**EXERCISE INSTRUCTIONS**
Answer the following questions about the forum post on Spark reading trouble in Cloudera quickstart.
1. How many posts does the poster's profile list?
2. On what date did the poster register?
3. In which stage did Task 0 fail, and how many times did it fail?

**PAGE EXTRACT**
# # # # #

Reply
Champion Alumni
Posts: 196
Registered: ‎11-18-2014
Accepted Solution

Problems with cloudera quickstart/spark/reading

Hello,

 

I'm using the quickstart cloudera and I'm having trouble with readining files. (my  Java<RDD>/  is empty)

(I'm getting this error if I try to save/print the JavaRDD)

 

ERROR JobScheduler: Error running job streaming job 1416325882000 ms.0
org.apache.spark.SparkException: Job aborted due to stage failure: Task 0 in stage 41.0 failed 4 times, most recent failure: Lost task 0.3 in stage 41.0 (TID 167, quickstart.cloudera): java.io.IOException: unexpected exception type
        java.io.ObjectStreamClass.throwMiscException(ObjectStreamClass.java:1538)
        java.io.ObjectStreamClass.invokeReadObject(ObjectStreamClass.java:1025)
        java.io.ObjectInputStream.readSerialData(ObjectInputStream.java:1893)
        java.io.ObjectInputStream.readOrdinaryObject(ObjectInputStream.java:1798)
        java.io.ObjectInputStream.readObject0(ObjectInputStream.java:1350)
        java.io.ObjectInputStream.defaultReadFields(ObjectInputStream.java:1990)
        java.io.ObjectInputStream.readSerialData(ObjectInputStream.java:1915)
        java.io.ObjectInputStream.readOrdinaryObject(ObjectInputStream.java:1798)
        java.io.ObjectInputStream.readObject0(ObjectInputStream.java:1350)
        java.io.ObjectInputStream.defaultReadFields(ObjectInputStream.java:1990)
        java.io.ObjectInputStream.readSerialData(ObjectInputStream.java:1915)
        java.io.ObjectInputStream.readOrdinaryObject(ObjectInputStream.java:1798)
        java.io.ObjectInputStream.readObject0(ObjectInputStream.java:1350)
        java.io.ObjectInputStream.readObject(ObjectInputStream.java:370)
        scala.collection.immutable.$colon$colon.readObject(List.scala:362)
        sun.reflect.GeneratedMethodAccessor8.invoke(Unknown Source)
        sun.reflect.DelegatingMethodAccessorImpl.invoke(DelegatingMethodAccessorImpl.java:43)
        java.lang.reflect.Method.invoke(Method.java:606)

# # # # #

**Excerpts of location labeling data**

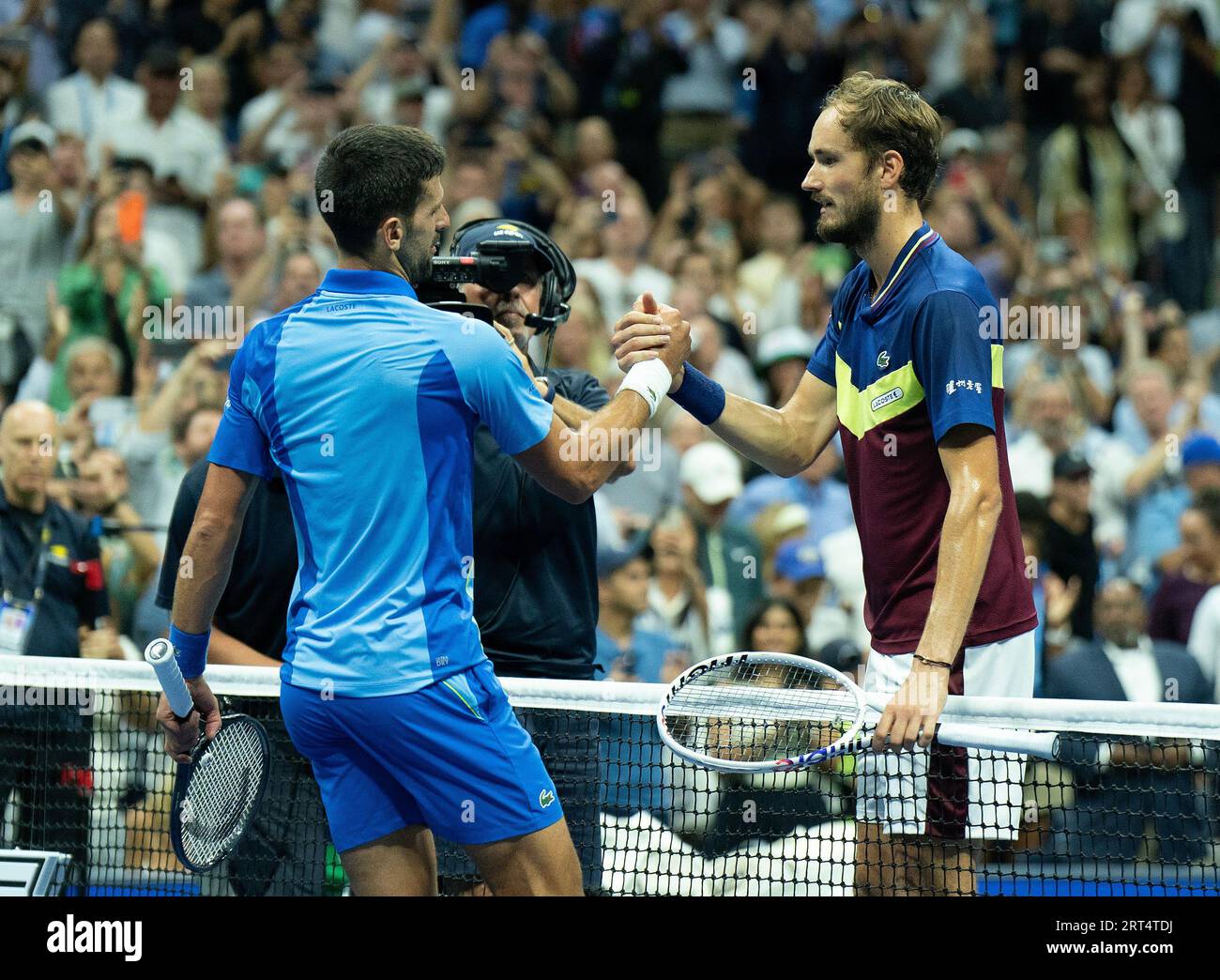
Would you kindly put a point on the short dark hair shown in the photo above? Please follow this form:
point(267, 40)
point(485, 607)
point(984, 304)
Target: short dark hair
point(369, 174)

# # # # #

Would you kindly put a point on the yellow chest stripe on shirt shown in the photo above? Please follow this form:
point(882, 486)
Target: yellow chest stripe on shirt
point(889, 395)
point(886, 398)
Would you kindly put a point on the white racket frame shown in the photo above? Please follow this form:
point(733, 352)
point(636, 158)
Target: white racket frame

# # # # #

**COMPLETED TASK**
1. 196
2. 11-18-2014
3. Stage 41.0, 4 times